Within the material below, locate the line with "Query: framed portrait in uniform" and the line with "Please point out the navy", then return those two lines and all lines between them, exactly as written.

** Material provided follows **

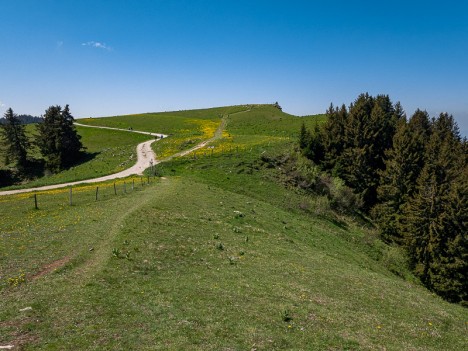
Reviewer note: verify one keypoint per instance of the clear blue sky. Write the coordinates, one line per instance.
(117, 57)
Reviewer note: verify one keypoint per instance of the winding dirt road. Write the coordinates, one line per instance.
(145, 158)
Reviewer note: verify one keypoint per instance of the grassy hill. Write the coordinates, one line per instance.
(215, 255)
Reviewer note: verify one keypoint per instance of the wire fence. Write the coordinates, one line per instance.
(73, 195)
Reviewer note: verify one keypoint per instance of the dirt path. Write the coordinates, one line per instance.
(145, 157)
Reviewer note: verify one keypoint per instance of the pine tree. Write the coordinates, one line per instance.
(368, 134)
(332, 137)
(403, 165)
(434, 224)
(14, 139)
(57, 140)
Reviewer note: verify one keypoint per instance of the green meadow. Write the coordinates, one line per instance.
(215, 253)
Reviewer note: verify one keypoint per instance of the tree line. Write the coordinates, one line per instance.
(412, 177)
(25, 119)
(55, 138)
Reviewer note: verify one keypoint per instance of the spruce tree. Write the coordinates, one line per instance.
(434, 222)
(57, 140)
(403, 165)
(14, 139)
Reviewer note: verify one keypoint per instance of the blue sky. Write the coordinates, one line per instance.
(118, 57)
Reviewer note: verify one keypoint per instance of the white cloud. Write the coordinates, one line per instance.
(96, 44)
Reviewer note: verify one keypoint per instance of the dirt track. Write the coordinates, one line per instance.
(145, 156)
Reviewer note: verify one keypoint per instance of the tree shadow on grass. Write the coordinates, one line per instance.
(82, 158)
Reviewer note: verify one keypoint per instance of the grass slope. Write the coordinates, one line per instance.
(216, 256)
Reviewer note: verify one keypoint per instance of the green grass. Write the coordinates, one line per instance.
(108, 152)
(179, 290)
(221, 256)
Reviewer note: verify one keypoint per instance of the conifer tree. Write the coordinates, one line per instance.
(368, 134)
(403, 164)
(434, 224)
(57, 140)
(14, 139)
(332, 137)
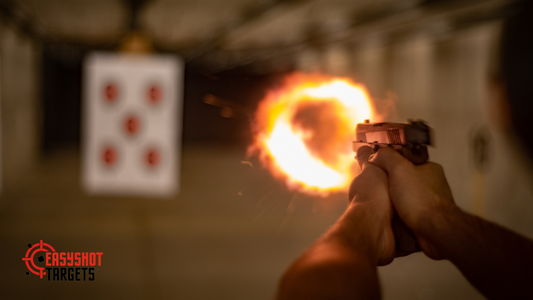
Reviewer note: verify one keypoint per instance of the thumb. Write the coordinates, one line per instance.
(389, 160)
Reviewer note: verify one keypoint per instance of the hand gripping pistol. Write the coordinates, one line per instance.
(411, 140)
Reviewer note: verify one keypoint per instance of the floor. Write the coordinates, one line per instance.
(229, 234)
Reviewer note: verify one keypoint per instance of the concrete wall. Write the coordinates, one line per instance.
(19, 92)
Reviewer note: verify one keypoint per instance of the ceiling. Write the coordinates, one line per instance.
(195, 28)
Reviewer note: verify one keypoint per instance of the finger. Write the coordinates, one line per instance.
(362, 155)
(389, 160)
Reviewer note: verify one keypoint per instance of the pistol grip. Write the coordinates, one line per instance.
(417, 154)
(405, 239)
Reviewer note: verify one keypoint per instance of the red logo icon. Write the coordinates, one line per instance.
(30, 263)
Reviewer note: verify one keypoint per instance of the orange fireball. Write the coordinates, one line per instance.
(304, 131)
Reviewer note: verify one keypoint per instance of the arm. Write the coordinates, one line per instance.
(498, 262)
(342, 263)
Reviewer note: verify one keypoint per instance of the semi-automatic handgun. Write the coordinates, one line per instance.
(411, 140)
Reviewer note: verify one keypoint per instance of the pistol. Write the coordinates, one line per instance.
(411, 140)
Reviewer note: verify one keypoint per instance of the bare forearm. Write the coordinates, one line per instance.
(330, 270)
(340, 265)
(498, 262)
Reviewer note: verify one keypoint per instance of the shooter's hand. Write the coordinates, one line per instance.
(370, 190)
(420, 195)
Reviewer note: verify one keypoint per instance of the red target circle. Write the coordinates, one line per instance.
(111, 92)
(152, 158)
(132, 125)
(109, 156)
(155, 94)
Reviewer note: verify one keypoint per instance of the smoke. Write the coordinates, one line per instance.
(323, 131)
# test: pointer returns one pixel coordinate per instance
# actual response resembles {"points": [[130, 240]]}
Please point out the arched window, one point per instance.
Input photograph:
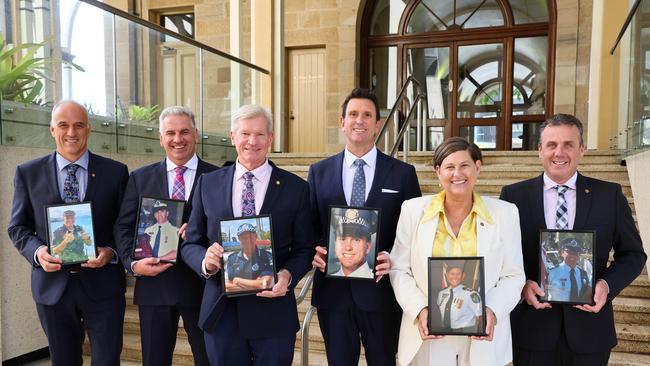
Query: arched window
{"points": [[486, 65]]}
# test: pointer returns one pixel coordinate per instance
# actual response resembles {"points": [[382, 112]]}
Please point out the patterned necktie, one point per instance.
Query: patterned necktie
{"points": [[358, 197], [178, 191], [561, 214], [71, 185], [248, 196], [156, 243]]}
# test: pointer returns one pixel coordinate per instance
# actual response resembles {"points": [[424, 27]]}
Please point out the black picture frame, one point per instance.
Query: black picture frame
{"points": [[556, 247], [80, 245], [146, 230], [362, 221], [465, 314], [238, 278]]}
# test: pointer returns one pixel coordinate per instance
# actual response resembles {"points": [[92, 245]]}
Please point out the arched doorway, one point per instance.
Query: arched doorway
{"points": [[486, 65]]}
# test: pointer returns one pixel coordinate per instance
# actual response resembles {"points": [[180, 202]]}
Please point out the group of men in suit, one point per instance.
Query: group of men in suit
{"points": [[260, 329]]}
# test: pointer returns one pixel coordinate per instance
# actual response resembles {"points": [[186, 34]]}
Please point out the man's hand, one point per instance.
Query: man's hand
{"points": [[105, 256], [423, 325], [530, 292], [280, 288], [213, 258], [489, 327], [150, 267], [319, 258], [382, 265], [600, 299], [49, 263]]}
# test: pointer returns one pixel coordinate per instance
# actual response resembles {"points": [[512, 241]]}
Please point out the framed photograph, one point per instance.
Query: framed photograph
{"points": [[249, 257], [457, 296], [156, 230], [566, 267], [352, 244], [71, 237]]}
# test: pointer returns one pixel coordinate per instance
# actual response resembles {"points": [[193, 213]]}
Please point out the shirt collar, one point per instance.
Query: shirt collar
{"points": [[437, 206], [192, 164], [370, 158], [550, 184], [62, 162], [261, 172]]}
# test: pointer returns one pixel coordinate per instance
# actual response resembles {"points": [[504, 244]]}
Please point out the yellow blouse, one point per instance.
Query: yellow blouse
{"points": [[445, 243]]}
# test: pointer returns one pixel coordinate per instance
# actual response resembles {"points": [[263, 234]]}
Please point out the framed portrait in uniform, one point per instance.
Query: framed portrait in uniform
{"points": [[249, 258], [456, 296], [566, 266], [352, 242], [157, 227], [71, 237]]}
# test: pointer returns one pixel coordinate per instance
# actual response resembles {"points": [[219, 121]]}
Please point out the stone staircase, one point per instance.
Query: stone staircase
{"points": [[632, 306]]}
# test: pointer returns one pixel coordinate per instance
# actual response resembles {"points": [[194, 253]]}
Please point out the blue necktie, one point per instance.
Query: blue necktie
{"points": [[358, 197], [71, 185]]}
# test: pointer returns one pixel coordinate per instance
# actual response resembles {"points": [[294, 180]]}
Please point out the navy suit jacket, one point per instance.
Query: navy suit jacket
{"points": [[35, 187], [176, 285], [600, 206], [326, 188], [287, 201]]}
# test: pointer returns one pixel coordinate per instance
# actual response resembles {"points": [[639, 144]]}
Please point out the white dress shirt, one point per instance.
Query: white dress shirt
{"points": [[188, 176], [551, 197], [347, 174]]}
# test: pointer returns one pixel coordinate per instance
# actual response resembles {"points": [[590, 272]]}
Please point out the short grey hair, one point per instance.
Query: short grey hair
{"points": [[251, 111], [175, 110], [60, 103]]}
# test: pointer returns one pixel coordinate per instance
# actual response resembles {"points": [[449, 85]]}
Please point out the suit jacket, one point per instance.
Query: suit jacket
{"points": [[498, 243], [177, 285], [35, 187], [326, 188], [287, 201], [600, 206]]}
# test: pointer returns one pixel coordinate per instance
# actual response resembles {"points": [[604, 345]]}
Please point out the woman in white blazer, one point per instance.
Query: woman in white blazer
{"points": [[457, 222]]}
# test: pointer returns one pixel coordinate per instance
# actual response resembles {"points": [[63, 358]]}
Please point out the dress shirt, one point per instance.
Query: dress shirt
{"points": [[260, 183], [550, 200], [188, 176], [347, 173], [82, 173]]}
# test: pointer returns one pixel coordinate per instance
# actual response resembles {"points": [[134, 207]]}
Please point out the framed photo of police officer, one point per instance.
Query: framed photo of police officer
{"points": [[156, 230], [352, 242], [249, 258], [566, 268], [70, 231], [456, 296]]}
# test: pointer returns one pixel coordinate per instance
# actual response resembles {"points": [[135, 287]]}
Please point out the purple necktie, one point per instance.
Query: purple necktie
{"points": [[248, 196]]}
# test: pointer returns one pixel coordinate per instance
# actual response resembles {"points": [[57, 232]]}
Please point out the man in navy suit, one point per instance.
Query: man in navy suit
{"points": [[562, 198], [256, 329], [72, 299], [165, 292], [350, 310]]}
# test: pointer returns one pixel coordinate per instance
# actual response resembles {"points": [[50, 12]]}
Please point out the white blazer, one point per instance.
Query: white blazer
{"points": [[499, 244]]}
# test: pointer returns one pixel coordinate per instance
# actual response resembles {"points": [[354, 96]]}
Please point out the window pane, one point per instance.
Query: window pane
{"points": [[386, 16], [480, 81], [529, 11], [525, 136], [529, 89], [484, 137]]}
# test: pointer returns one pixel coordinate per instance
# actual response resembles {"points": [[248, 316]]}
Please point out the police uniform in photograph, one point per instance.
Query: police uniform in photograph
{"points": [[163, 237], [75, 250], [560, 283], [459, 308], [261, 264]]}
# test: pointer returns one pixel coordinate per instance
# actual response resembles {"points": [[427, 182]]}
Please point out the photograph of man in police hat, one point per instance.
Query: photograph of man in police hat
{"points": [[250, 268], [352, 246], [567, 281]]}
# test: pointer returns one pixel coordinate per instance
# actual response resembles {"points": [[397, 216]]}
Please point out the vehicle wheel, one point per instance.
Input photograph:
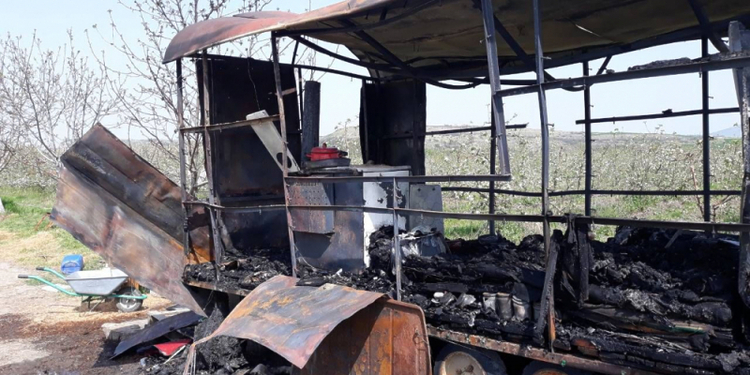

** End of Material provided **

-- Response to the task --
Query: framed portrait in uniform
{"points": [[249, 258], [456, 296], [566, 266], [352, 242], [157, 227], [71, 237]]}
# test: pointer returns one pixel coordinate per instance
# actual response resembles {"points": [[219, 121]]}
Please point out the stone staircase, one point per instance.
Query: stone staircase
{"points": [[632, 306]]}
# test: pointer returns one pixel coordinate per instance
# actual response resembles {"points": [[194, 253]]}
Please point out the blue necktie, one point per instance.
Query: blue necktie
{"points": [[358, 197], [71, 185]]}
# test: pointer returns one pixel coordinate per instance
# actual response resembles {"points": [[294, 180]]}
Please point out the navy suit jacket, one point per instance.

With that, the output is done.